> **Stored rows**:
— begin —

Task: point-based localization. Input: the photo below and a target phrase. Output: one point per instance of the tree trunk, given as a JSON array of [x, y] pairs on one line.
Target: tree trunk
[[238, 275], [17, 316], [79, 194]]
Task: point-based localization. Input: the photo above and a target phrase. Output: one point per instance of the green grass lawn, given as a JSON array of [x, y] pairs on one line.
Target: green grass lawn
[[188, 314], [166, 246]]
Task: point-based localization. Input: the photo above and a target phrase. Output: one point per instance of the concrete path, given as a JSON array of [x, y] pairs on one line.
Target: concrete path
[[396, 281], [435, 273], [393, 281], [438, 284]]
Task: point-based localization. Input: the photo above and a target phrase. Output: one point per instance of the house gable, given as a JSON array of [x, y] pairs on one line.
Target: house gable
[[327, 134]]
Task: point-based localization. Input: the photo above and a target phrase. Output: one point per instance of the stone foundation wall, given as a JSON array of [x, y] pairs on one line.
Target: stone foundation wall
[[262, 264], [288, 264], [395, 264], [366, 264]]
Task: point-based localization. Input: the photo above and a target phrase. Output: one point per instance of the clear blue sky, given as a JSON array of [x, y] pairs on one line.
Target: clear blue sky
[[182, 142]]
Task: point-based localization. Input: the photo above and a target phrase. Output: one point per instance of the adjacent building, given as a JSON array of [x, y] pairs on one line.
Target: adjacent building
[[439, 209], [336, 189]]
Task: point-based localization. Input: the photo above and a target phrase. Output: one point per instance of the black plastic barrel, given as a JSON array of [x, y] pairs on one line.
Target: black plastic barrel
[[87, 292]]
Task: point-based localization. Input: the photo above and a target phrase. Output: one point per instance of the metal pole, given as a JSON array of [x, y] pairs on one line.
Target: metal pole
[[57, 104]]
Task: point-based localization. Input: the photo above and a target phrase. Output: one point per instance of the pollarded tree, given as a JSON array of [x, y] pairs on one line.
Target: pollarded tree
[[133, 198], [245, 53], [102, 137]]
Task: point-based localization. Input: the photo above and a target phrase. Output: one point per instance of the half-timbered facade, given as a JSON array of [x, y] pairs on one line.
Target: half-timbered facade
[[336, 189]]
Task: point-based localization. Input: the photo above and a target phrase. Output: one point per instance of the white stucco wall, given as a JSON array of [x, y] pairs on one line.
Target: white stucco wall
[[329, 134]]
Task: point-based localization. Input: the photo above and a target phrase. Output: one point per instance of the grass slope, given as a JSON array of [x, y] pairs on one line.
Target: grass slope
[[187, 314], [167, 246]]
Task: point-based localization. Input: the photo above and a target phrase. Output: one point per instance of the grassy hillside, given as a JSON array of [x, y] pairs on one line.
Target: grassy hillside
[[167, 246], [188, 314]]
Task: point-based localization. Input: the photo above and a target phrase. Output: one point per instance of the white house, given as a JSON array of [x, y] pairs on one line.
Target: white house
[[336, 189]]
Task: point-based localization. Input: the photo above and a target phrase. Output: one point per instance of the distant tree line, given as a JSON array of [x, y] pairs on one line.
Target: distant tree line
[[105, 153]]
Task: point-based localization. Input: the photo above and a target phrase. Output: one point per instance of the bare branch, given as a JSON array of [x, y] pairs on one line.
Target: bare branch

— end —

Return every entry exactly as given.

Task: point-based localization. Input: the photo below and a target phrase. Output: one point per instance of the tree trunk, given as a JSON array of [x, y] pairs on one line.
Target: tree trunk
[[238, 275], [17, 316], [79, 194]]
Task: point-based localization. Input: the photo above and a target phrase. Output: one point per instance of the green grass lawn, given as a JSON array of [x, y] pairs on one line.
Target: green grass lawn
[[188, 314], [166, 246]]
Task: point-based localization. Input: the photo above and a target phrase. Output: one point per instance of the concrete path, given as a JSON array of [x, y] pairs on one line.
Target: concrete path
[[396, 281], [435, 273], [393, 281], [438, 284]]
Task: point-based localization. Input: the photo above and a target phrase. Output: one point per instance of the house gable, given as a JSON array of [x, y] pairs on one line.
Target: house gable
[[327, 134]]
Task: point-based localization. Input: the photo above and a target phrase. Output: one point per instance of the stone foundation wall, given as a JSON array of [x, y] pairs on one line.
Target: stone foundation wall
[[262, 264], [288, 264], [395, 264], [366, 264]]
Task: point-based localization. Input: the photo above and a target phrase. Output: one point per instance of the clear blue sky, given as a JSON array of [x, y] pairs on one line.
Target: clear blue sky
[[182, 142]]
Task: point-based localization. Input: the photo above and a target phrase. Output: one point per instance of the adjacent building, given as a JSON array of [x, y] pairs on one line.
Target: adjacent building
[[439, 209], [336, 189]]
Task: point-based localization. Input: the photo above and a target phrase. Output: one point per instance of the black plastic barrel, given as a JSON array of [x, y] pairs on one line.
Target: black plastic barrel
[[87, 292]]
Task: point-based localization. Input: the photo above and a target phrase. Output: one point per instance of the metal pole, given as a JSON array of [x, y] pairs on one line.
Target: metal pole
[[57, 104]]
Task: point-based localization. Input: the photo above and a target phrase. Output: one point per instance of the pollarded tree, given as a JSON array of [x, y] pairs on one line.
Target: pollarded tree
[[133, 198], [245, 53], [102, 137]]
Task: point-based localization. Input: the photo above and a target phrase. Output: one point per instance of the half-timbered facade, given as a JSON array of [x, y] pairs on one line.
Target: half-timbered facade
[[336, 189]]
Task: point-based localization. Input: the photo above and a target phrase. Output: one point per instance of the white stucco wall, given as a JSON array of [x, y] pairs on one line.
Target: white stucco wall
[[329, 134]]
Task: point-based localization. Input: the photo above and a target phrase. Output: one point per instance of the grass slope, given as a JSON array of [x, y] pairs on one line.
Target: grass slope
[[187, 314], [167, 246]]
Task: point-based localization. Input: the photo above and a target phrase. Output: one point per instance of the grassy hillside, given as a JSON array of [x, y] pairs on one line.
Target: grassy hillside
[[167, 246], [188, 314]]
Task: point-based localization. Input: the photo above and a target phrase. Output: one point per instance of the white house, given as a JSON array of [x, y] pairs on one line.
Target: white house
[[336, 189]]
Task: point-based localization. Input: the photo above and a target phrase. Output: one point per instance of the distant tree line, given as a JSON array of [x, y] pairs on one line.
Target: distant tree line
[[105, 153]]
Task: point-based localization. Input: the photo above and a target phrase. Output: one point per instance of the bare branch, given as a JSON array of [x, y] pairs on one line.
Target: bare branch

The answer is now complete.